Task brief:
Copy out each line of the records below that contains the word "photo". Letter case matters.

Supplied records:

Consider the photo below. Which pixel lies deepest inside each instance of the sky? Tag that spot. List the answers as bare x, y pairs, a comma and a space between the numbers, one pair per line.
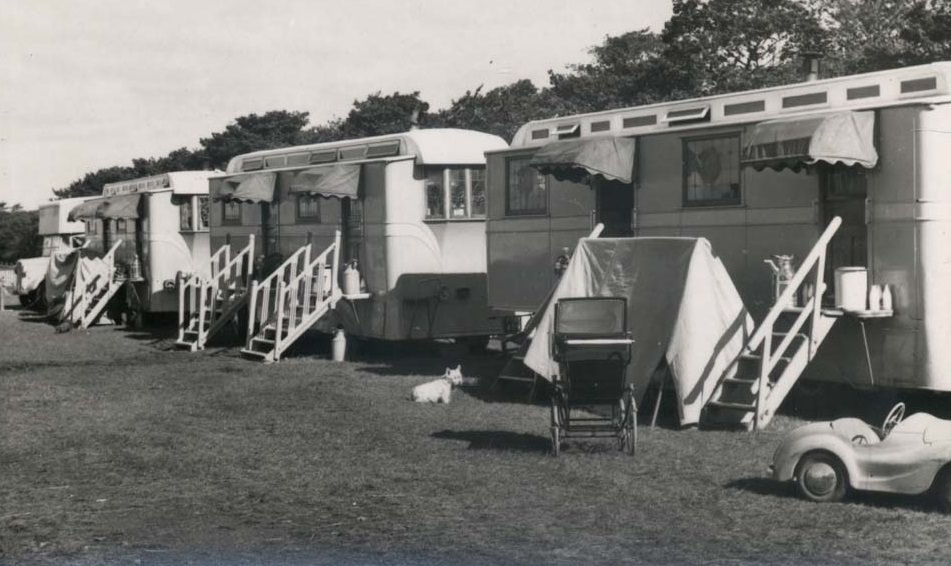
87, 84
...
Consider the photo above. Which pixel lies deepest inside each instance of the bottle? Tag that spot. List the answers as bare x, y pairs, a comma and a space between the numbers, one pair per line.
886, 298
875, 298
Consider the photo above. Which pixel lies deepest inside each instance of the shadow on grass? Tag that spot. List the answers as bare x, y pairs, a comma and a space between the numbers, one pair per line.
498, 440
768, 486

Expected answer:
Consider the photo below. Which pixel lies deepest inside each instance of the sky? Tag that spot. List the answers as bare x, y pairs, a comma and a space between the numbers, one pair per line.
Consider the photo above. Which pixel lies deepest inside each instance of the bottle? Tag that spot. List the answers as bare x, y pairs, a comma and a space between the numbers, one pair per line.
Consider the photo above. Which pixel lies deepest inside each instance of the shadow on grass? Tag that spot. List the answers as bare x, y pairs, a comma and a space between the numbers, one pair per line.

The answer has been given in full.